> [Data rows]:
────

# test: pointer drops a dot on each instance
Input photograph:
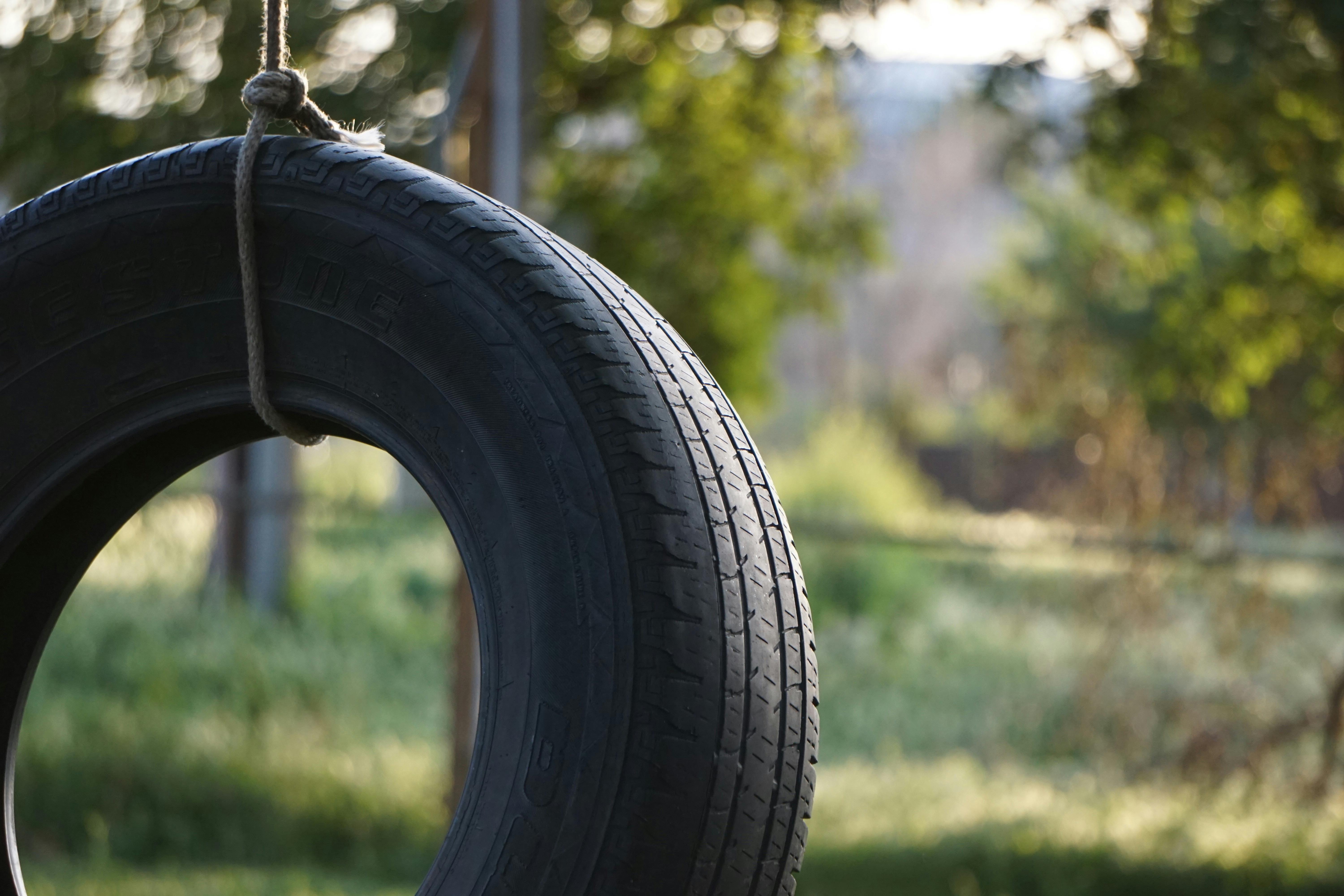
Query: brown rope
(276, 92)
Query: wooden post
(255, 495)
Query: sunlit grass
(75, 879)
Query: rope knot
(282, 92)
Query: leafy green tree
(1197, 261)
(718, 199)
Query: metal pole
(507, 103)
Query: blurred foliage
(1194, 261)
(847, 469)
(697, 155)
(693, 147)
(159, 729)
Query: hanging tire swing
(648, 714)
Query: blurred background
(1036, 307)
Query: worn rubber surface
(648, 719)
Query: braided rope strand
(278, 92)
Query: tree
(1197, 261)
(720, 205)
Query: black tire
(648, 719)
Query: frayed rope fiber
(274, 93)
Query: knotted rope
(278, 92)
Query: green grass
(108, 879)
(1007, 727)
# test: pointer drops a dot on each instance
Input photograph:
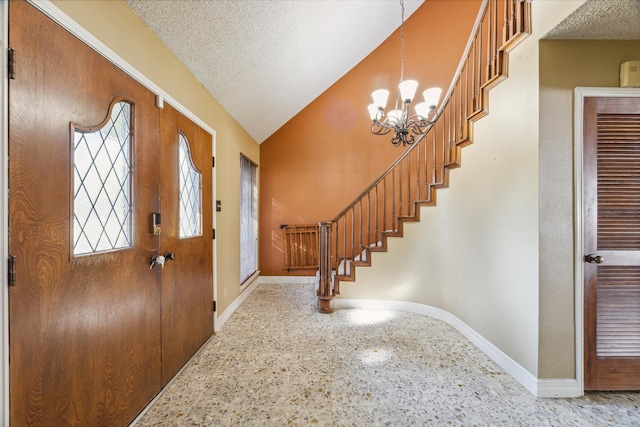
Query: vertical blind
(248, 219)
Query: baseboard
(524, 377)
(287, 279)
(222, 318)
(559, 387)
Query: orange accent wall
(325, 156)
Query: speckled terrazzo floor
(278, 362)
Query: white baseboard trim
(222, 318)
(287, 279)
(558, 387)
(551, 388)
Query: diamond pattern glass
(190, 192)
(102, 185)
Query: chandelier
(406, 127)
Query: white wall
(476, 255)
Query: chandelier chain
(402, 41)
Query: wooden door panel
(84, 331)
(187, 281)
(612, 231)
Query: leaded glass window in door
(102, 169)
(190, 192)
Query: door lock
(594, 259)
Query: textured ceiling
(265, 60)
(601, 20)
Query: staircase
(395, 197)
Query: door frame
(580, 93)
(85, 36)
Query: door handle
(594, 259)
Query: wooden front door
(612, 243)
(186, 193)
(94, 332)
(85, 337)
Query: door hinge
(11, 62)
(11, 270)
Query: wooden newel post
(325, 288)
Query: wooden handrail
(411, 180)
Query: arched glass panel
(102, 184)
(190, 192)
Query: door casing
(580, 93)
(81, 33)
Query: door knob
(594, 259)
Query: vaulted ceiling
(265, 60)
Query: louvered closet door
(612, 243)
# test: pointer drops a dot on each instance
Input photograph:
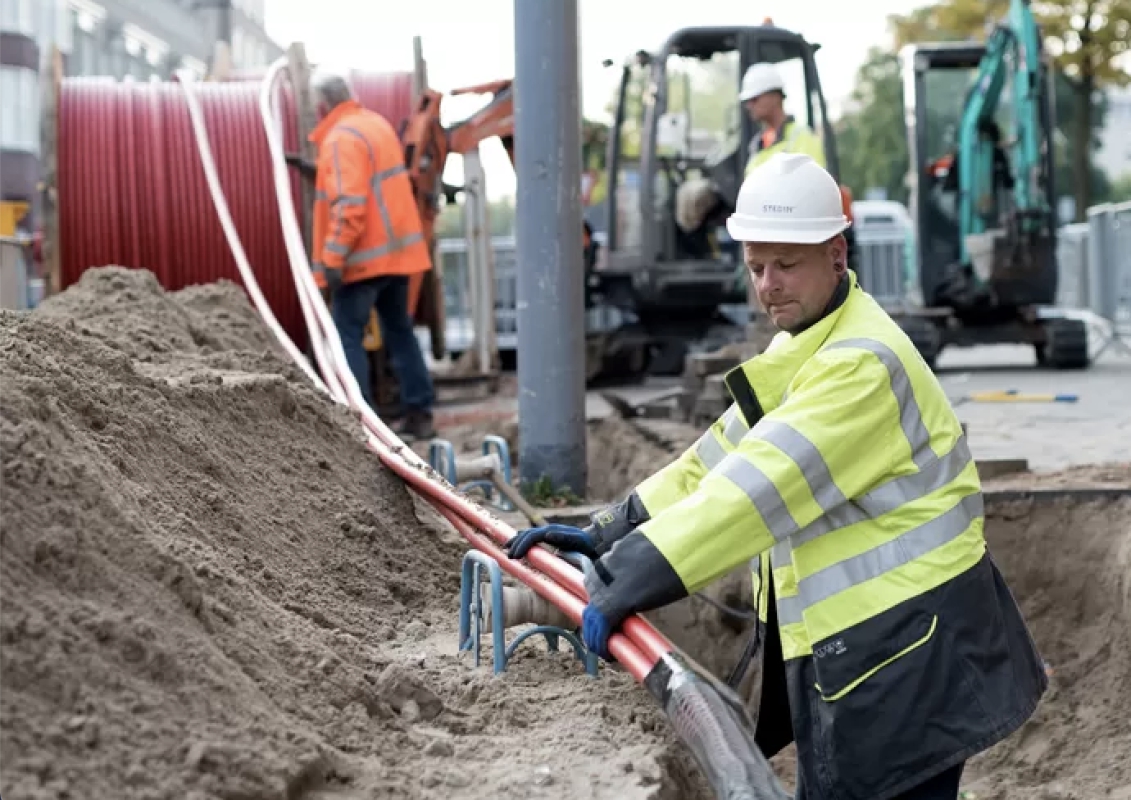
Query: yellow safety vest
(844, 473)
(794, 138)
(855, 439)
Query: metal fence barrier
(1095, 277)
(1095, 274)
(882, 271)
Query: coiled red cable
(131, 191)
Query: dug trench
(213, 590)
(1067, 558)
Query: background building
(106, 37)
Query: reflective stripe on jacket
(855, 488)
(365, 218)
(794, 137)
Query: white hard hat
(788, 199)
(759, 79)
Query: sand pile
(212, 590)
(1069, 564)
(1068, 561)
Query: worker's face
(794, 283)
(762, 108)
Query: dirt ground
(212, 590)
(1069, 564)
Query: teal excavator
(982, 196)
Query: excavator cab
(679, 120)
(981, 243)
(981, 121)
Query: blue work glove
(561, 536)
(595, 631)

────

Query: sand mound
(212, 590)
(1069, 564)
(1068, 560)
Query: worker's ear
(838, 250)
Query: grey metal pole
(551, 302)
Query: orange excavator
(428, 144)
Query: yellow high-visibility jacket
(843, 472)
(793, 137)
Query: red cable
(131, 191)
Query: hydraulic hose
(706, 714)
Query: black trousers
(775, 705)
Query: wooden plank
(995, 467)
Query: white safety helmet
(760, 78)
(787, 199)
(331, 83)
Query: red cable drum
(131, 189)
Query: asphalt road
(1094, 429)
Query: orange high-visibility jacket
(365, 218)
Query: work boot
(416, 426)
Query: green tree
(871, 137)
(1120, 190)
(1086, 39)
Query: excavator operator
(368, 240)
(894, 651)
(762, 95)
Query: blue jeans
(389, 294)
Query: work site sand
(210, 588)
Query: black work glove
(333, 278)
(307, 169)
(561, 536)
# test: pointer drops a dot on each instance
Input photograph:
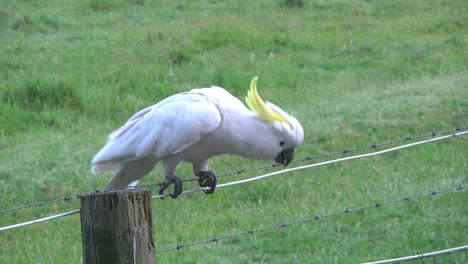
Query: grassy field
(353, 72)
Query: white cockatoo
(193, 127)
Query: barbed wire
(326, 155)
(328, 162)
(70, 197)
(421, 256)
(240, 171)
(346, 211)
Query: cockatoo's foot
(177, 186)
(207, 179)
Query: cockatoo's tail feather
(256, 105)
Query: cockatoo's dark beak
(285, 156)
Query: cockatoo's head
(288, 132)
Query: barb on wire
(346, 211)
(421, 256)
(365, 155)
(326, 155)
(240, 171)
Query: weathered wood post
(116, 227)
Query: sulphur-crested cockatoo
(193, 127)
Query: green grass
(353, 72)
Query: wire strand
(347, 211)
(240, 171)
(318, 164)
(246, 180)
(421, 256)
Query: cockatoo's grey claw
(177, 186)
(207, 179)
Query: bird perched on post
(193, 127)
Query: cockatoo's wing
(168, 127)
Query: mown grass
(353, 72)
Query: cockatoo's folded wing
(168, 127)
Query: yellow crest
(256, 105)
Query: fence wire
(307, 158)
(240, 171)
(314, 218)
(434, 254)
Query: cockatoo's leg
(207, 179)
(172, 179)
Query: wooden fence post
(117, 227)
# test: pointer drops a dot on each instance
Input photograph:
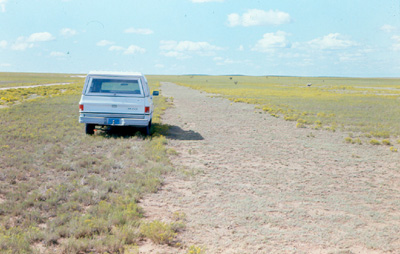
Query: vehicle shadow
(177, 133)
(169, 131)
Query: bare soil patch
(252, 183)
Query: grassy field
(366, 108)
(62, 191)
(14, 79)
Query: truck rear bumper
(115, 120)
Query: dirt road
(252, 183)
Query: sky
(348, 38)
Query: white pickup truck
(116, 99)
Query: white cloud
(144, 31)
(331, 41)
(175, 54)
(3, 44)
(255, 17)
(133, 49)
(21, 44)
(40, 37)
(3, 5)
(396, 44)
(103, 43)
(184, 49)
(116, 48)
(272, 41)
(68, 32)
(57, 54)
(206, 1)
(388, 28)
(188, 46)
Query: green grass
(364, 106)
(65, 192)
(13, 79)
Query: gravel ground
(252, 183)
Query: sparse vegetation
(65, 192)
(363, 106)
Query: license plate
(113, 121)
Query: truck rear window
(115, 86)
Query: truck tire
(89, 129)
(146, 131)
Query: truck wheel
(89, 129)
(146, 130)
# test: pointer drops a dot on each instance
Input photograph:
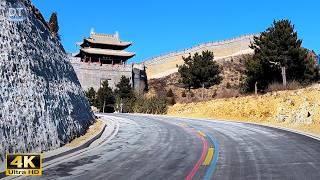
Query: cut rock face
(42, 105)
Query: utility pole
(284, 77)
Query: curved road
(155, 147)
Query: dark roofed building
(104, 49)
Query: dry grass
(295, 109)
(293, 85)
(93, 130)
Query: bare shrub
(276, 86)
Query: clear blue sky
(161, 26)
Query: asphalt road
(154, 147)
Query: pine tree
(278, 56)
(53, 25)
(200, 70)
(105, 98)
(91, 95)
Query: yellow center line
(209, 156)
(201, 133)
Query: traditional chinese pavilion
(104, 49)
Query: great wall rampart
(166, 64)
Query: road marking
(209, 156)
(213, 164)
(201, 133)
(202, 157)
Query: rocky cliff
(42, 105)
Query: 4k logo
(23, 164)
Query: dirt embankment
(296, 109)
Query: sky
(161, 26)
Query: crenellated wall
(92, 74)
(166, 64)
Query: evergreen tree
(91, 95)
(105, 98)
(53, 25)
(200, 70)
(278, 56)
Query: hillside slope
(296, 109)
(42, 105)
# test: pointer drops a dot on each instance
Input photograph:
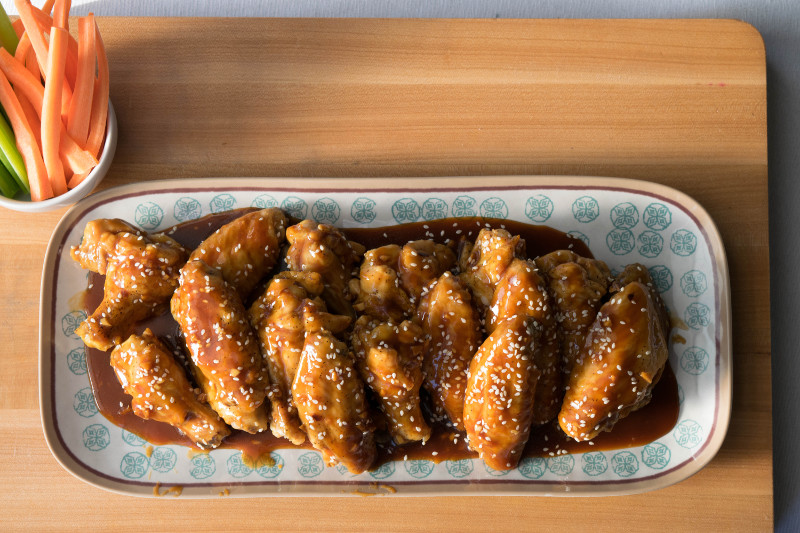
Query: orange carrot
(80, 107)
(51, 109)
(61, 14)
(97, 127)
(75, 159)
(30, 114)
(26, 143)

────

> [What you are asked to do]:
Find every line in the items that contains the string "rope", and copy each of those lines. Case counts.

> [Reply]:
Query: brown rope
Query: rope knot
Query: braided rope strand
Query: frayed rope fiber
Query: knotted rope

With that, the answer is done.